**Records**:
■ ■ ■ ■ ■
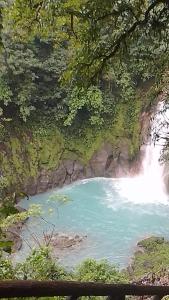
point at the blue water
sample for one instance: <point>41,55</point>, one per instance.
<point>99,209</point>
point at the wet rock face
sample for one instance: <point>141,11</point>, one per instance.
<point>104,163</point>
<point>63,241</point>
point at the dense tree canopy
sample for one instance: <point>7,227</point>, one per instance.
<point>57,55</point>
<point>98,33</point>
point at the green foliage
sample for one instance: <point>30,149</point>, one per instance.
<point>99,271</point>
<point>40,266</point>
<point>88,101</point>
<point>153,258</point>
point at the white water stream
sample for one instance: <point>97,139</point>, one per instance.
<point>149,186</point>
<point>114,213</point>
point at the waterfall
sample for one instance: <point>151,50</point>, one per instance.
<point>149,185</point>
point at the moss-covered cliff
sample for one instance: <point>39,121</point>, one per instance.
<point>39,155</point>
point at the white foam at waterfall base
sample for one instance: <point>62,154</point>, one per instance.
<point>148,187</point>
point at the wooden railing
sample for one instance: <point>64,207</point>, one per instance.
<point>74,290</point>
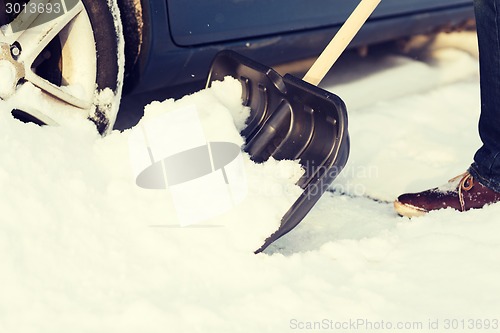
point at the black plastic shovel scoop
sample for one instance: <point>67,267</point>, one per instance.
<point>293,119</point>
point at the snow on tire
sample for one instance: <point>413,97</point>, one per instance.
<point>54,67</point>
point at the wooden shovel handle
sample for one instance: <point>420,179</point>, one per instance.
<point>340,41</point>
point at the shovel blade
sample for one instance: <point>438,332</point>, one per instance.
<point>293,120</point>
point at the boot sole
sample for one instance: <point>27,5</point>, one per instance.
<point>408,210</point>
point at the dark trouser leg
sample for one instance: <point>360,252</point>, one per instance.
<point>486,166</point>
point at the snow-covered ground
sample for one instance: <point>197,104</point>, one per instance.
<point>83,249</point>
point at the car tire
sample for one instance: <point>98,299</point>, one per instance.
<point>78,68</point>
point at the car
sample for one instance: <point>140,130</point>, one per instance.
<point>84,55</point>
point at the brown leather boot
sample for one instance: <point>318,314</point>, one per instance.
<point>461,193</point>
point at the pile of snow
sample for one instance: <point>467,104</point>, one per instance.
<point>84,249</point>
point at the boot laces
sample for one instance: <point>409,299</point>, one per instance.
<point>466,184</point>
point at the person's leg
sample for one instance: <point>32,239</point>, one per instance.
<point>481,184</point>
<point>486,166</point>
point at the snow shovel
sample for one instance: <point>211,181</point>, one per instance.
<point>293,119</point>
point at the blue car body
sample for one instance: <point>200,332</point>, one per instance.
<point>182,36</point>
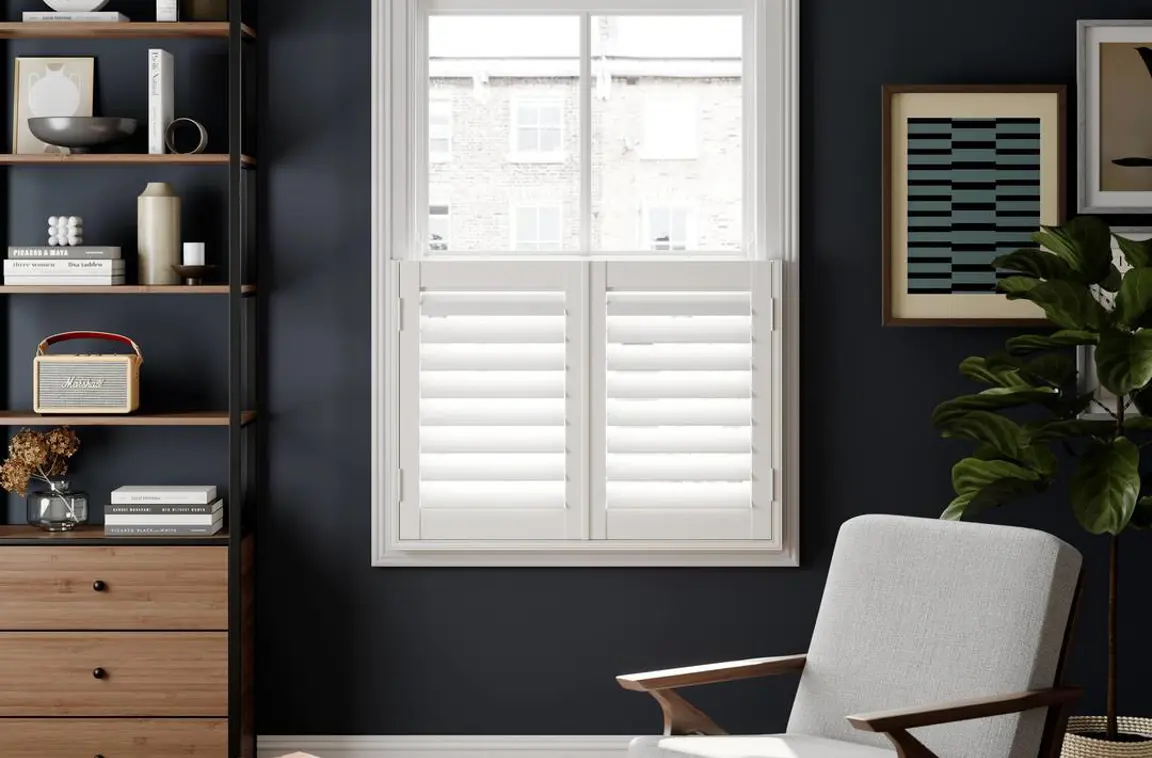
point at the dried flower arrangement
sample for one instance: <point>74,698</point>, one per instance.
■ ■ ■ ■ ■
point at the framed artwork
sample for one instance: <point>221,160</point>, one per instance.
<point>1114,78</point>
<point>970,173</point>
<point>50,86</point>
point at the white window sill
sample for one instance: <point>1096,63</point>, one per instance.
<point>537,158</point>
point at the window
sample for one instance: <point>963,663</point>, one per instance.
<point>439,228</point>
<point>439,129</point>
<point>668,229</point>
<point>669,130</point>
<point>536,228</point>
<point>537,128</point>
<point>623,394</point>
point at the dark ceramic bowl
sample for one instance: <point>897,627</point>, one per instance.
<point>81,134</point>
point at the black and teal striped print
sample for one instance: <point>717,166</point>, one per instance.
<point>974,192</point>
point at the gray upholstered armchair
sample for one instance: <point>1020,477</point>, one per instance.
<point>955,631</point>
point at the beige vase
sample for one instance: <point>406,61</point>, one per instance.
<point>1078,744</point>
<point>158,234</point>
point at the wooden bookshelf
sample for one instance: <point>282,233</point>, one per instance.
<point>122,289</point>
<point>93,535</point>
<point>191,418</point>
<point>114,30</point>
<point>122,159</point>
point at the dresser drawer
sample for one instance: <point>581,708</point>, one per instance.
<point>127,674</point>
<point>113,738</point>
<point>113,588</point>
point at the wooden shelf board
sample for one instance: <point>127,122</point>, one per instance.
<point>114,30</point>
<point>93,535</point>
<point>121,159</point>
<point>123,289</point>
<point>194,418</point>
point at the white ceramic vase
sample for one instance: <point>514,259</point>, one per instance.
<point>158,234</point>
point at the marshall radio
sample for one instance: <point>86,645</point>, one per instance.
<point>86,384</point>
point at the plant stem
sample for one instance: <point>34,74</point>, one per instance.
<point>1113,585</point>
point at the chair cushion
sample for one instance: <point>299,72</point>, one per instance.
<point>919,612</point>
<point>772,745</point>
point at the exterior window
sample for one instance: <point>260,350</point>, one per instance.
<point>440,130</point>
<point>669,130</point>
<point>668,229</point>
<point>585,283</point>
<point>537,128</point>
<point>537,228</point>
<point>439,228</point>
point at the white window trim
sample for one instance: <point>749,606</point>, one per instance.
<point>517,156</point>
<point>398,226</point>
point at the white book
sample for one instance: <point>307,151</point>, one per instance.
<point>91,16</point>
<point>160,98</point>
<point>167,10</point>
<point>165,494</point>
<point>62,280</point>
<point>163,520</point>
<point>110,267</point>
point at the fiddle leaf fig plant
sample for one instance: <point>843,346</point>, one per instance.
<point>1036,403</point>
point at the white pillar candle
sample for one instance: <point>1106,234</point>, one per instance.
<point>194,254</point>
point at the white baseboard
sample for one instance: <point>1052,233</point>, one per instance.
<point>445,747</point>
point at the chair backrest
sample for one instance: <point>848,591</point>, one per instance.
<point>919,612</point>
■ ■ ■ ■ ■
**Task brief**:
Please repeat the lines of the material above exactly, starting with the line that contains "point at the blue water" and ending with the line that contains "point at the snow-covered ground". Leave the pictures out.

**Answer space**:
point at the blue water
sample for one instance: <point>41,55</point>, one per instance.
<point>99,209</point>
point at the wet rock face
sample for one instance: <point>141,11</point>, one per instance.
<point>104,163</point>
<point>63,241</point>
point at the dense tree canopy
sample for one instance: <point>7,227</point>, one per instance.
<point>57,55</point>
<point>98,33</point>
point at the green foliage
sample for one instance: <point>30,149</point>, one per instance.
<point>99,271</point>
<point>40,266</point>
<point>88,101</point>
<point>153,258</point>
point at the white water stream
sample for one instance: <point>97,139</point>, one per instance.
<point>149,186</point>
<point>114,213</point>
point at the waterfall
sample for one instance: <point>151,50</point>, one per instance.
<point>149,185</point>
point at the moss-covered cliff
sample for one instance: <point>39,121</point>, one per instance.
<point>39,155</point>
point at the white foam at waterfall base
sample for one instance: <point>62,154</point>, one per instance.
<point>148,187</point>
point at the wooden railing
sample for one instance: <point>64,207</point>, one per instance.
<point>74,290</point>
point at the black plastic shovel scoop
sample for one instance: <point>67,267</point>, one per instance.
<point>293,119</point>
point at the snow on tire
sample for one instance: <point>413,97</point>, one per instance.
<point>54,67</point>
point at the wooden shovel handle
sample for one instance: <point>420,179</point>, one per instance.
<point>340,41</point>
point at the shovel blade
sample for one instance: <point>438,332</point>, one per instance.
<point>293,120</point>
point at the boot sole
sample for one instance: <point>27,5</point>, one per instance.
<point>408,210</point>
point at the dark trouser leg
sample for one instance: <point>360,252</point>, one per instance.
<point>486,166</point>
point at the snow-covered ground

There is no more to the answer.